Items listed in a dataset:

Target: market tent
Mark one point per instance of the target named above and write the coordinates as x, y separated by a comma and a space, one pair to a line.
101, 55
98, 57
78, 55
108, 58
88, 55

### EXERCISE DIRECTIONS
Print only the lines from the one with "Mark one point" to the end of the records, both included.

### SOLUTION TO THE EXERCISE
Mark one point per instance of the target named above and write the coordinates as x, y separated by a comma and a space, one pair to a line.
101, 55
98, 57
78, 55
108, 58
88, 55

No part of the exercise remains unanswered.